*TO BE DONE*
Reproduce every line of the records below word for word, leaving out the pictures.

Records from a dataset
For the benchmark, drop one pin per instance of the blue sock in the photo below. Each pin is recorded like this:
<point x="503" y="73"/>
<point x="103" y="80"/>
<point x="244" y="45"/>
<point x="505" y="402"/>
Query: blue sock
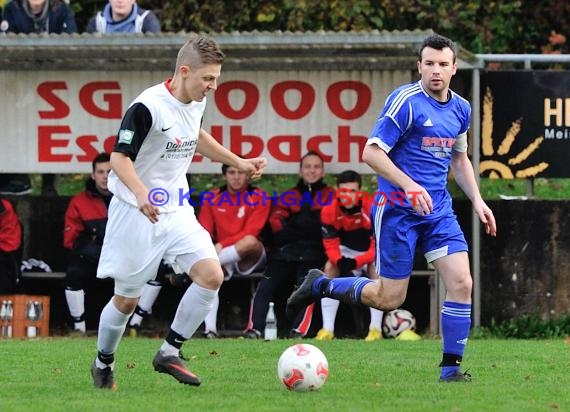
<point x="347" y="290"/>
<point x="455" y="325"/>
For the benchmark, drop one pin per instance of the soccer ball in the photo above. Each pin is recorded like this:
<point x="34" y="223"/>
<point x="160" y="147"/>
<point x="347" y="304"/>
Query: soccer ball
<point x="302" y="367"/>
<point x="397" y="321"/>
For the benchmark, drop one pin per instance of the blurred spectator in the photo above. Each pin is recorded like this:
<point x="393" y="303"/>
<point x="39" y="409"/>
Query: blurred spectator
<point x="235" y="218"/>
<point x="123" y="16"/>
<point x="38" y="16"/>
<point x="296" y="244"/>
<point x="10" y="248"/>
<point x="34" y="16"/>
<point x="85" y="222"/>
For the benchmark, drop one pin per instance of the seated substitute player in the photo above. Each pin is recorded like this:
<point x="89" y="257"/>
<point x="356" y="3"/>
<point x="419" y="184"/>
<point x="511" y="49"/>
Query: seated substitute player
<point x="349" y="245"/>
<point x="420" y="134"/>
<point x="149" y="216"/>
<point x="235" y="217"/>
<point x="84" y="230"/>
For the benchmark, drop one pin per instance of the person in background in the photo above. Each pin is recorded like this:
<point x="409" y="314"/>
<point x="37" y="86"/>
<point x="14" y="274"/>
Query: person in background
<point x="349" y="245"/>
<point x="149" y="217"/>
<point x="10" y="247"/>
<point x="84" y="230"/>
<point x="123" y="16"/>
<point x="235" y="217"/>
<point x="296" y="244"/>
<point x="419" y="136"/>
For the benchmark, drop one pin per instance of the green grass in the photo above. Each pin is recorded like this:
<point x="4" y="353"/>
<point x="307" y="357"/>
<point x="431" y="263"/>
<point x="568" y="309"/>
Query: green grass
<point x="240" y="375"/>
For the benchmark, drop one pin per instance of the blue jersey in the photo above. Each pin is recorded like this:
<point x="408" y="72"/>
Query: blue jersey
<point x="419" y="134"/>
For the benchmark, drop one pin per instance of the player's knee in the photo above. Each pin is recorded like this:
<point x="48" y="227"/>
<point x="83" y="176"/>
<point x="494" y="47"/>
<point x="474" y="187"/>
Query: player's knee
<point x="208" y="274"/>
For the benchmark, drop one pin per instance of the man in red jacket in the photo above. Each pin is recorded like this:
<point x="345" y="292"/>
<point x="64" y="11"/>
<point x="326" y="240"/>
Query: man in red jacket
<point x="350" y="247"/>
<point x="234" y="215"/>
<point x="84" y="231"/>
<point x="10" y="242"/>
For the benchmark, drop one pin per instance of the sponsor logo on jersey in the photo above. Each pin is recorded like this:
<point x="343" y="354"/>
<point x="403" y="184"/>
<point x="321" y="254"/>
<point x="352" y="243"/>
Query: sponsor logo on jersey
<point x="126" y="136"/>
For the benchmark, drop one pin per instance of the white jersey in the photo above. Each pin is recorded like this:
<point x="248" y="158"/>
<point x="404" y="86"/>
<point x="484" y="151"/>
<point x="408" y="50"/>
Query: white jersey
<point x="159" y="133"/>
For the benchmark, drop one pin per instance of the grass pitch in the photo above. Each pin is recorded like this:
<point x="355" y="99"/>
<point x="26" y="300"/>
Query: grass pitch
<point x="52" y="374"/>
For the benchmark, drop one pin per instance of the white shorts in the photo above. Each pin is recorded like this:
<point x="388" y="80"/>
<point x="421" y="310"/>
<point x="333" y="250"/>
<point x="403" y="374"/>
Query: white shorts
<point x="233" y="268"/>
<point x="133" y="246"/>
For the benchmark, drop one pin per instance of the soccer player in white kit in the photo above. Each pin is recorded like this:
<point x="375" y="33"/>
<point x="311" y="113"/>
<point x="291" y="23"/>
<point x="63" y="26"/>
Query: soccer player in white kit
<point x="149" y="217"/>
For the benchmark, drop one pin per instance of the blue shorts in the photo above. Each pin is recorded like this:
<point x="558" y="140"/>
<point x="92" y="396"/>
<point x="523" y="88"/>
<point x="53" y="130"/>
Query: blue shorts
<point x="398" y="230"/>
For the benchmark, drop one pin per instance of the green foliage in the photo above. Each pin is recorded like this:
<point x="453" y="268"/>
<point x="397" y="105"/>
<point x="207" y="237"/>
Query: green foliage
<point x="521" y="26"/>
<point x="528" y="327"/>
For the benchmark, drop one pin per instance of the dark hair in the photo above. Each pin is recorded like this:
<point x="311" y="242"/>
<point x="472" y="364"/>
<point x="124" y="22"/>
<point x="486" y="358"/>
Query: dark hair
<point x="437" y="42"/>
<point x="349" y="176"/>
<point x="311" y="153"/>
<point x="100" y="158"/>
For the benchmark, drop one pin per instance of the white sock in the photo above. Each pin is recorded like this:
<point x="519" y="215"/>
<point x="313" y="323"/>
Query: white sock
<point x="376" y="319"/>
<point x="228" y="255"/>
<point x="112" y="325"/>
<point x="149" y="294"/>
<point x="76" y="304"/>
<point x="212" y="317"/>
<point x="329" y="307"/>
<point x="192" y="310"/>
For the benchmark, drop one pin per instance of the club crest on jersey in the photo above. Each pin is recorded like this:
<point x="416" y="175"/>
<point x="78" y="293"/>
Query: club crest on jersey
<point x="126" y="136"/>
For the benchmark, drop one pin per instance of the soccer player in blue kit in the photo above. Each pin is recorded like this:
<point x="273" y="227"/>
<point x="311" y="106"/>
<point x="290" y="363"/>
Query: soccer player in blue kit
<point x="420" y="134"/>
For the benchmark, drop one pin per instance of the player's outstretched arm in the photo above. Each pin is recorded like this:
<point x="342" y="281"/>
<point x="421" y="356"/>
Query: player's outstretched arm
<point x="209" y="147"/>
<point x="465" y="178"/>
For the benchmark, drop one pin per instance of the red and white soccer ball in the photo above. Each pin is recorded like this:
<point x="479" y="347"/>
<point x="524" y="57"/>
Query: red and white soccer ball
<point x="302" y="367"/>
<point x="397" y="321"/>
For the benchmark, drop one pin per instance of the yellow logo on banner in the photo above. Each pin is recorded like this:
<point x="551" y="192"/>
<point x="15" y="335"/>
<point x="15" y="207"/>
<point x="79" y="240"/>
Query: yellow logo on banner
<point x="504" y="170"/>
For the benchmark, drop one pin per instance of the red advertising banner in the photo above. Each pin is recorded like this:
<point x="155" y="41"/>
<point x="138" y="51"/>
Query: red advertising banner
<point x="57" y="121"/>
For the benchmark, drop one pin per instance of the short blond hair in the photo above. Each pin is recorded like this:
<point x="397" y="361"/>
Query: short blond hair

*TASK ANSWER*
For the benchmark, drop one pin per instance of the blue sock in the photo below. Each pin is recorded like this:
<point x="503" y="73"/>
<point x="103" y="80"/>
<point x="244" y="45"/>
<point x="505" y="402"/>
Query: blue sock
<point x="347" y="290"/>
<point x="455" y="325"/>
For the benchmark, drop one pin per instance of the soccer ball in the photo above. Each pin is recorded like this:
<point x="34" y="223"/>
<point x="160" y="147"/>
<point x="347" y="304"/>
Query: soccer ball
<point x="302" y="367"/>
<point x="397" y="321"/>
For the benchmark, drop one pin per instance of the blurred spectator in the photo above. Each pin is recorded like this:
<point x="393" y="303"/>
<point x="39" y="409"/>
Query: blurred spectator
<point x="235" y="218"/>
<point x="123" y="16"/>
<point x="38" y="16"/>
<point x="296" y="244"/>
<point x="10" y="248"/>
<point x="34" y="16"/>
<point x="85" y="222"/>
For the benchmark, drop one pin per instance of the seated substitute player in the photo above. Each pin is recorded like this:
<point x="89" y="257"/>
<point x="356" y="3"/>
<point x="419" y="184"/>
<point x="511" y="49"/>
Query: seated substitute player
<point x="349" y="245"/>
<point x="420" y="134"/>
<point x="149" y="216"/>
<point x="235" y="217"/>
<point x="84" y="230"/>
For the benchmark, drop one pin per instance of the person in background in the photo above. Each pin is recorded like this:
<point x="409" y="314"/>
<point x="37" y="86"/>
<point x="14" y="274"/>
Query: person in background
<point x="349" y="245"/>
<point x="149" y="217"/>
<point x="10" y="247"/>
<point x="84" y="230"/>
<point x="123" y="16"/>
<point x="235" y="217"/>
<point x="296" y="244"/>
<point x="419" y="136"/>
For the benchmark, drop one pin per instance of the green grass in the photo above. Each pin is recorded like this:
<point x="4" y="353"/>
<point x="307" y="357"/>
<point x="431" y="263"/>
<point x="568" y="309"/>
Query: green grass
<point x="240" y="375"/>
For the benchmark, drop one pin per instance of the blue jersey in the photo above. Each pin is recorded like this:
<point x="408" y="72"/>
Query: blue jersey
<point x="419" y="134"/>
For the benchmark, drop one pin per instance of the player's knee in the photo above. Each pin is recorded like this:
<point x="48" y="227"/>
<point x="83" y="176"/>
<point x="494" y="47"/>
<point x="474" y="187"/>
Query: player's knee
<point x="208" y="274"/>
For the benchmark, drop one pin per instance of the man in red jacket in the photo above. Each pin is recorded like this:
<point x="345" y="292"/>
<point x="64" y="11"/>
<point x="326" y="240"/>
Query: man in red jacket
<point x="350" y="247"/>
<point x="234" y="215"/>
<point x="84" y="231"/>
<point x="10" y="242"/>
For the benchmark, drop one pin per instance of the sponsor logo on jersey in the photo above. Each pin is recorded like this:
<point x="343" y="354"/>
<point x="403" y="184"/>
<point x="321" y="254"/>
<point x="352" y="243"/>
Query: sponsor logo on jersey
<point x="126" y="136"/>
For the benchmark, drop one pin per instance of the white jersey in the photo above. Each pin is recorded like this:
<point x="248" y="158"/>
<point x="404" y="86"/>
<point x="484" y="151"/>
<point x="408" y="50"/>
Query: white jersey
<point x="159" y="133"/>
For the benchmark, drop one pin per instance of the grass pitch in the photo above. Each pin is recorded like this:
<point x="355" y="99"/>
<point x="26" y="300"/>
Query: grass pitch
<point x="52" y="374"/>
For the benchmark, drop one pin per instance of the white shorts in the photo above. Each pin is recorded like this:
<point x="388" y="80"/>
<point x="421" y="310"/>
<point x="333" y="250"/>
<point x="403" y="374"/>
Query: white shorts
<point x="233" y="268"/>
<point x="133" y="246"/>
For the benchmark, drop one pin per instance of the soccer player in white kit in the photo above. Each pin is recorded like this:
<point x="375" y="33"/>
<point x="311" y="113"/>
<point x="291" y="23"/>
<point x="63" y="26"/>
Query: soccer player in white kit
<point x="149" y="217"/>
For the benchmark, drop one pin per instance of the blue shorts in the photo above. Each pin is recorded like this:
<point x="558" y="140"/>
<point x="92" y="396"/>
<point x="523" y="88"/>
<point x="53" y="130"/>
Query: blue shorts
<point x="398" y="230"/>
For the benchmark, drop one pin per instance of the green foliage in the photo above. Each pin is recorded like this:
<point x="453" y="268"/>
<point x="397" y="105"/>
<point x="207" y="237"/>
Query: green foliage
<point x="521" y="26"/>
<point x="528" y="327"/>
For the benchmark, drop one pin per instance of the dark hair in the photo above. Each pin is recorded like this:
<point x="311" y="242"/>
<point x="472" y="364"/>
<point x="124" y="22"/>
<point x="486" y="358"/>
Query: dark hair
<point x="437" y="42"/>
<point x="349" y="176"/>
<point x="311" y="153"/>
<point x="100" y="158"/>
For the benchmark, drop one pin per instance of the white sock in the photo above. Each pin is recorded like this:
<point x="519" y="215"/>
<point x="313" y="323"/>
Query: white sock
<point x="376" y="319"/>
<point x="228" y="255"/>
<point x="112" y="325"/>
<point x="149" y="294"/>
<point x="76" y="304"/>
<point x="212" y="317"/>
<point x="329" y="307"/>
<point x="192" y="310"/>
For the benchmark, drop one pin per instance of the club crest on jersey in the photo above. Each pin is recorded like this:
<point x="416" y="175"/>
<point x="78" y="293"/>
Query: club crest on jersey
<point x="126" y="136"/>
For the benchmark, drop one pin per instance of the soccer player in blue kit in the photo above. Each pin is recorded like this:
<point x="273" y="227"/>
<point x="311" y="106"/>
<point x="290" y="363"/>
Query: soccer player in blue kit
<point x="420" y="134"/>
For the benchmark, drop one pin per instance of the player's outstretched arm in the photo above. Each pin is recorded like this:
<point x="342" y="281"/>
<point x="421" y="356"/>
Query: player's outstretched arm
<point x="209" y="147"/>
<point x="465" y="178"/>
For the benchmark, drop one pin per instance of the red and white soccer ball in the photo above. Each pin is recorded like this:
<point x="479" y="347"/>
<point x="524" y="57"/>
Query: red and white soccer ball
<point x="302" y="367"/>
<point x="397" y="321"/>
For the benchmark, drop one pin per instance of the yellow logo on banner in the photo above. Each pin is recorded like this:
<point x="551" y="192"/>
<point x="15" y="335"/>
<point x="15" y="207"/>
<point x="79" y="240"/>
Query: yellow logo on banner
<point x="504" y="170"/>
For the benchmark, drop one pin per instance of the red advertising banner in the photo above. Each pin is recorded like this:
<point x="155" y="41"/>
<point x="138" y="51"/>
Query: red advertising banner
<point x="57" y="121"/>
For the benchmark, drop one pin per instance of the short blond hair in the photo above. Each pin is recorded like this:
<point x="397" y="361"/>
Query: short blond hair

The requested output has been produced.